EXTRAIT DE PAGE:
▶

J’étais là , moi qui fait partie de dar sidi m’hamed ben brahim, moi  le petit fils de Si b’kar ben ahmed ben kahloula, figure héroïque autrefois légendaire, j’étais là dans la ville de mes aïeux, dans une ville où ma généalogie se confondait avec le moindre grain de sable de ces immenses dunes qui jadis longeaient la route de Biskra mais mon accoutrement , mon jean et mes "bask", ma longue absence signaient mon "étrangeté". c’est que je ne reconnaissais plus personne, plus personne ne me semblait me connaître... plus personne que dis-je ?

 

j’entends une voix m’appeler du prénom de mon père:  ya Khaled , ya Khaled... Khaled haou dja. arraché à mes lents et endormis souvenirs je me retourne et vois DRIDER accourir vers moi. Pas l’ombre d’un coup de vieux, pas un cheveux gris, pas le contour d’une année en plus sur un visage que je connus étant enfant, il y a maintenant longtemps.

 

Ahmed DRIDER dans toute sa splendeur, son éternelle jeunesse, son habituel rire, son impérissable beauté, seule sa vieille gandoura semblait avoir été jaunie par le temps, ne pouvant l’affecter lui, il s’acharna sur son haillon alors comme en ressac, dans ma tête, s’entrelacèrent passé et présent.

 

Dans cette foule d’amnésiques dont je faisais moi-même partie, DRIDER était là comme la mémoire vivante et vive d’une ville qui ne pouvait oublier ses enfants, mêmes ceux de l’exil.

 

Après une longue et vigoureuse accolade portée par l’intense et par les larmes humides,  émotion des retrouvailles, il prit ma main, comme s’il m’invitait à un voyage, à la "redécouverte" de bou-Saada. Première  direction: el makhfiates et hanout khali boulenouar, un oncle à moi, presque son complice dans le rire et les plaisanteries. Leur amitié, c’est vrai, ne date pas d’hier.

◀

ENREGISTREMENTS FOURNIS:

▶

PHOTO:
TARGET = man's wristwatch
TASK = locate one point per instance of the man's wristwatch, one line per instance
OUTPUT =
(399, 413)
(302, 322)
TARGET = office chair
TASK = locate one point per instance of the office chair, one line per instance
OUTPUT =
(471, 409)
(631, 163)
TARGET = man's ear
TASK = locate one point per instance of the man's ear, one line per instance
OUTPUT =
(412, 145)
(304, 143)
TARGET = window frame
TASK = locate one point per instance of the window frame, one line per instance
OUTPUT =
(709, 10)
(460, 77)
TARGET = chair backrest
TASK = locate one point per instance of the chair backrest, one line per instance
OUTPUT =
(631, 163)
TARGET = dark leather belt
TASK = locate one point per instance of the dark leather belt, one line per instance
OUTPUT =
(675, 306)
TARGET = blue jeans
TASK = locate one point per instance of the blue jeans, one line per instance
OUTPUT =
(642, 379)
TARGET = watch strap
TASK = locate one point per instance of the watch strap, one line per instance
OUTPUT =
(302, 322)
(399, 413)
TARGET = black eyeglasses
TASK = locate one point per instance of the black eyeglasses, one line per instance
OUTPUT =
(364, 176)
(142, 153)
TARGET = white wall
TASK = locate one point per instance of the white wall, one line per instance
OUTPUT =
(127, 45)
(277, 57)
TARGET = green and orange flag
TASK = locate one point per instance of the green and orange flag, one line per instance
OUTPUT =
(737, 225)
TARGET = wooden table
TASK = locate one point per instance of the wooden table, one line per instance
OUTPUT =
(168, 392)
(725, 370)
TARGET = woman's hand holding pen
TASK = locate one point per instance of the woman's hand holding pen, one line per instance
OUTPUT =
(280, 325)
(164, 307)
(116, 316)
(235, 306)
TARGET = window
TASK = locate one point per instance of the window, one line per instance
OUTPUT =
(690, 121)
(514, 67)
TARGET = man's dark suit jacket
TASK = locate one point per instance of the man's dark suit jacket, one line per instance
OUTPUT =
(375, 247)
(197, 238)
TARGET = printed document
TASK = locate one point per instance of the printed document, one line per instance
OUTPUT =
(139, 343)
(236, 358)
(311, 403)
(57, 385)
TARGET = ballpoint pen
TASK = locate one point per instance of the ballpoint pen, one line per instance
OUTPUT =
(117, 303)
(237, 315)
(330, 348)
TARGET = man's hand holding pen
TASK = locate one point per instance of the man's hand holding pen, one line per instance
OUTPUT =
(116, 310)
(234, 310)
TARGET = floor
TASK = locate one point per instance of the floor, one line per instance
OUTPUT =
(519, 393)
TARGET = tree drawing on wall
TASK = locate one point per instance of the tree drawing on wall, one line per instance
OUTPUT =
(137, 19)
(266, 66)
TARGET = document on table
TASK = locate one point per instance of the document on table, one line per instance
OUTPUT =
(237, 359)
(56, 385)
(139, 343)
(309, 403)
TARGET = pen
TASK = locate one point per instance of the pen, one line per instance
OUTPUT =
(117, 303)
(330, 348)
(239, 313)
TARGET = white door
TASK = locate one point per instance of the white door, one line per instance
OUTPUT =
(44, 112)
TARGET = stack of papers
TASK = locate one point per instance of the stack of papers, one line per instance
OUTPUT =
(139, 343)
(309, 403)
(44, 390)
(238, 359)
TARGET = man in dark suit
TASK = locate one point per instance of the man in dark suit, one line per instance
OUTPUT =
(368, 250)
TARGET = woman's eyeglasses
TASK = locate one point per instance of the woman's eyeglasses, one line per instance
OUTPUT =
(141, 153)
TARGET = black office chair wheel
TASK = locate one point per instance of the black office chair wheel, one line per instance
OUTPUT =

◀

Recopiez sans rien changer le passage de l'extrait de page qui s'ouvre sur les mots contenant « Après une longue » et se termine par « date pas d’hier. ».

RÉPONSE:
Après une longue et vigoureuse accolade portée par l’intense et par les larmes humides,  émotion des retrouvailles, il prit ma main, comme s’il m’invitait à un voyage, à la "redécouverte" de bou-Saada. Première  direction: el makhfiates et hanout khali boulenouar, un oncle à moi, presque son complice dans le rire et les plaisanteries. Leur amitié, c’est vrai, ne date pas d’hier.